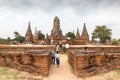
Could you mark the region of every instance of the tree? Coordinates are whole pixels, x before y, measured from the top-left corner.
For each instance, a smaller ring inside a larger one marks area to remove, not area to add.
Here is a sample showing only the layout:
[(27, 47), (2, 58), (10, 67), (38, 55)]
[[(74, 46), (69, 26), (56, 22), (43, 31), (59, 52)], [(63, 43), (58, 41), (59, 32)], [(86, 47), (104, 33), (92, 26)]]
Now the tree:
[(92, 32), (92, 39), (99, 39), (100, 43), (105, 43), (106, 39), (111, 40), (112, 31), (105, 25), (97, 25)]
[(38, 31), (38, 39), (44, 39), (44, 38), (45, 35), (41, 31)]
[(66, 33), (66, 36), (69, 37), (71, 40), (75, 38), (75, 34), (72, 32)]

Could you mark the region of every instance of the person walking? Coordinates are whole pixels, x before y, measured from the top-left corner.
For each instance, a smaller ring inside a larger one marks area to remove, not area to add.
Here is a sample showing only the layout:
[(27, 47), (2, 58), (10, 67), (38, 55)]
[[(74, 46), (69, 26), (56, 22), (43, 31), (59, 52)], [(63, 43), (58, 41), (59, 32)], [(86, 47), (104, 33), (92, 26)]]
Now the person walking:
[(60, 64), (60, 54), (58, 53), (58, 51), (57, 51), (57, 53), (55, 55), (55, 58), (56, 58), (56, 65), (59, 66), (59, 64)]
[(52, 57), (52, 64), (55, 64), (55, 51), (54, 51), (54, 49), (51, 51), (51, 57)]

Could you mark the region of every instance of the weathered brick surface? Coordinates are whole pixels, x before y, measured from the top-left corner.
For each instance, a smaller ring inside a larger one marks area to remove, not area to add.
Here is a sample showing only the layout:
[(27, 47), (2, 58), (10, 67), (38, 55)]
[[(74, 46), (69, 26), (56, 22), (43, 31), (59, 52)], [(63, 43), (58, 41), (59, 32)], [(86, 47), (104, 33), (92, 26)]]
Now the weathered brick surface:
[(0, 47), (0, 66), (47, 76), (51, 64), (50, 48)]
[(88, 77), (120, 69), (120, 47), (105, 47), (101, 52), (100, 48), (88, 47), (87, 51), (82, 49), (68, 50), (69, 63), (77, 77)]

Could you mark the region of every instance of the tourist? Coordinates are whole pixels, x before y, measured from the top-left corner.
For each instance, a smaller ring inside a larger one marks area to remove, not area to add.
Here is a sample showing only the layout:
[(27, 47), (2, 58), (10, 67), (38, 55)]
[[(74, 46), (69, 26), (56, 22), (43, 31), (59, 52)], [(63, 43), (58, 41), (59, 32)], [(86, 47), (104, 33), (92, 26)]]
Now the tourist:
[(58, 53), (58, 51), (57, 51), (57, 53), (55, 55), (55, 58), (56, 58), (56, 65), (59, 66), (59, 64), (60, 64), (60, 54)]
[(55, 51), (54, 51), (54, 49), (51, 51), (51, 57), (52, 57), (52, 64), (55, 64)]
[(59, 51), (59, 42), (58, 42), (58, 44), (56, 46), (56, 51)]

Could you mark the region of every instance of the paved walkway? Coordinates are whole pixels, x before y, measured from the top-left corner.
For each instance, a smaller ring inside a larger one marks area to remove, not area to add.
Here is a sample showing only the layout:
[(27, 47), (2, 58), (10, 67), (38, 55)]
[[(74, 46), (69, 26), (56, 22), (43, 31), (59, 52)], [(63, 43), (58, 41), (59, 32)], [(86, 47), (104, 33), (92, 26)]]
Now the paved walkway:
[(82, 80), (73, 74), (66, 54), (60, 55), (60, 66), (51, 65), (49, 76), (44, 80)]

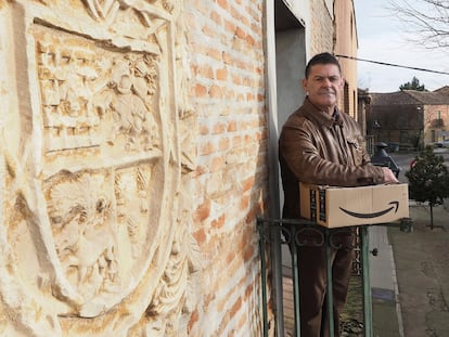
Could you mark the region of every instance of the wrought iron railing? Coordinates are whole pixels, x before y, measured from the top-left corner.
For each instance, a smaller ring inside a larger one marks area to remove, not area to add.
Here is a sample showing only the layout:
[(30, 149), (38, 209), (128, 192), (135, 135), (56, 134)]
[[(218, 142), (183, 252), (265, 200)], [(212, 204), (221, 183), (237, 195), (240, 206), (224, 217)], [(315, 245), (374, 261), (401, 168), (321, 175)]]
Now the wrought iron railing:
[[(341, 233), (343, 229), (328, 229), (316, 224), (309, 220), (286, 220), (286, 219), (257, 219), (257, 226), (260, 234), (259, 248), (260, 248), (260, 263), (261, 263), (261, 280), (262, 280), (262, 319), (264, 319), (264, 336), (268, 336), (269, 322), (268, 322), (268, 294), (267, 294), (267, 252), (270, 252), (271, 257), (270, 268), (272, 269), (272, 300), (274, 301), (274, 315), (275, 315), (275, 335), (285, 336), (283, 324), (283, 304), (282, 304), (282, 261), (281, 261), (281, 247), (282, 245), (288, 245), (291, 261), (292, 261), (292, 278), (293, 278), (293, 298), (294, 298), (294, 335), (300, 337), (300, 312), (299, 312), (299, 283), (300, 277), (298, 271), (298, 247), (305, 245), (302, 242), (302, 231), (307, 229), (308, 231), (316, 231), (318, 233), (318, 239), (313, 242), (313, 245), (325, 245), (326, 248), (326, 274), (328, 280), (332, 280), (332, 265), (330, 262), (331, 249), (338, 248), (333, 244), (333, 235)], [(371, 285), (369, 278), (369, 243), (368, 243), (368, 225), (356, 226), (358, 237), (355, 242), (358, 243), (360, 248), (360, 267), (362, 277), (362, 293), (363, 293), (363, 333), (364, 337), (373, 336), (372, 327), (372, 301), (371, 301)], [(326, 283), (328, 294), (332, 294), (332, 282)], [(329, 332), (330, 336), (334, 336), (334, 317), (333, 317), (333, 298), (326, 296), (326, 309), (329, 314)]]

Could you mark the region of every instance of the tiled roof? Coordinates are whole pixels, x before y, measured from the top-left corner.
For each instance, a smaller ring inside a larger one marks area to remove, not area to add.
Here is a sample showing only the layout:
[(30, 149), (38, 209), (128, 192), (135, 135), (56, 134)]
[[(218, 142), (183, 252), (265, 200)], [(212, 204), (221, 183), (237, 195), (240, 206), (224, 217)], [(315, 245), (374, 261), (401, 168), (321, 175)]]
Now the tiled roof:
[(388, 93), (370, 93), (373, 105), (395, 104), (449, 104), (449, 87), (442, 87), (435, 91), (403, 90)]

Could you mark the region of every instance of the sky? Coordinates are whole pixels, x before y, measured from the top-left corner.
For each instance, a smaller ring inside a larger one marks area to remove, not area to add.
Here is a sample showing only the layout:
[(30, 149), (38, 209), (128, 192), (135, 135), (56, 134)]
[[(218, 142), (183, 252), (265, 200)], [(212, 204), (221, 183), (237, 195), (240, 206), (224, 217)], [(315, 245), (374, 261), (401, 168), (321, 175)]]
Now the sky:
[[(424, 49), (410, 42), (388, 0), (355, 0), (358, 59), (449, 73), (449, 50)], [(412, 1), (414, 2), (414, 1)], [(370, 92), (395, 92), (413, 77), (427, 90), (449, 86), (449, 75), (358, 61), (358, 87)]]

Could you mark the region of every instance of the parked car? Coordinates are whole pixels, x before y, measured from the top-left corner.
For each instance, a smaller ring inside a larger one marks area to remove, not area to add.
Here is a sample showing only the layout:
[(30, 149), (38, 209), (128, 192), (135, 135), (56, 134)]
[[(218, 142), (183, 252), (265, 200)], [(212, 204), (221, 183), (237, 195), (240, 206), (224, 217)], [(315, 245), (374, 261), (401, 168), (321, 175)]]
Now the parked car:
[(444, 140), (442, 142), (436, 142), (435, 143), (435, 147), (449, 147), (449, 139), (448, 140)]

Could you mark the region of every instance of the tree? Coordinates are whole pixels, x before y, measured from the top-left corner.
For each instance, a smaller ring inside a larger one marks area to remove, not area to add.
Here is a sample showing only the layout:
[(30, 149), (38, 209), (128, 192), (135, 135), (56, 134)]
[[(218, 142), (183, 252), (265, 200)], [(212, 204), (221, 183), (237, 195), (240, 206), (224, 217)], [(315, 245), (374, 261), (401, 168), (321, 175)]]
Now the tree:
[(442, 205), (449, 197), (449, 171), (442, 156), (427, 146), (415, 158), (406, 177), (409, 180), (409, 197), (420, 203), (428, 202), (431, 229), (434, 228), (434, 206)]
[(418, 90), (418, 91), (427, 91), (424, 85), (420, 86), (420, 80), (413, 76), (411, 82), (403, 83), (399, 87), (399, 90)]
[(449, 48), (447, 0), (389, 0), (388, 3), (392, 13), (410, 33), (409, 40), (429, 49)]

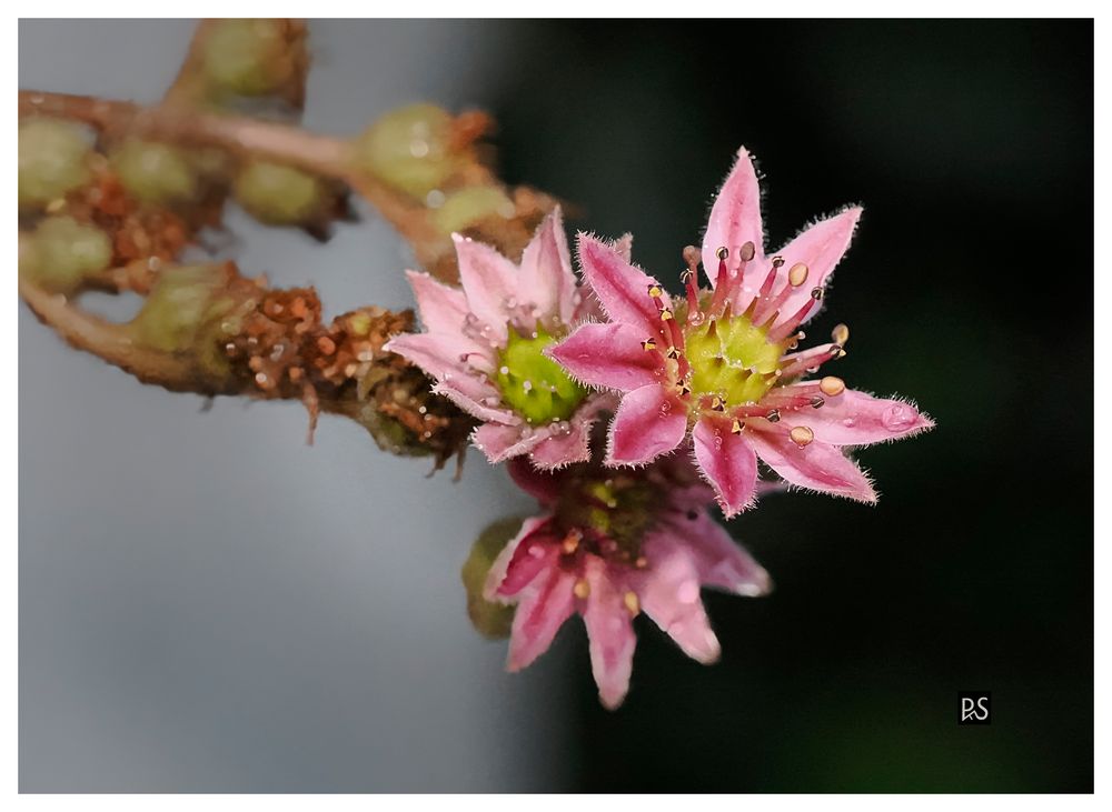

**Set problem**
Rewrite the lines from the line with "Could you mark the region of every instance of the parked" to the line with "Now the parked", replacing "parked car" with "parked truck" and leaving everything else unchanged.

**Final result**
Could you mark the region of every instance of the parked truck? Coordinates are whole pixels, x before y, measured from the top-left corner.
For each instance, a smaller ring inside a larger one marks area to remove, not area to add.
Here is a sample showing only the layout:
[(30, 149), (38, 209), (128, 192), (135, 135), (56, 134)]
[[(218, 142), (183, 252), (265, 200)], [(212, 204), (221, 183), (237, 195), (240, 206), (224, 217)], [(315, 245), (374, 261), (401, 168), (321, 175)]]
Now the parked truck:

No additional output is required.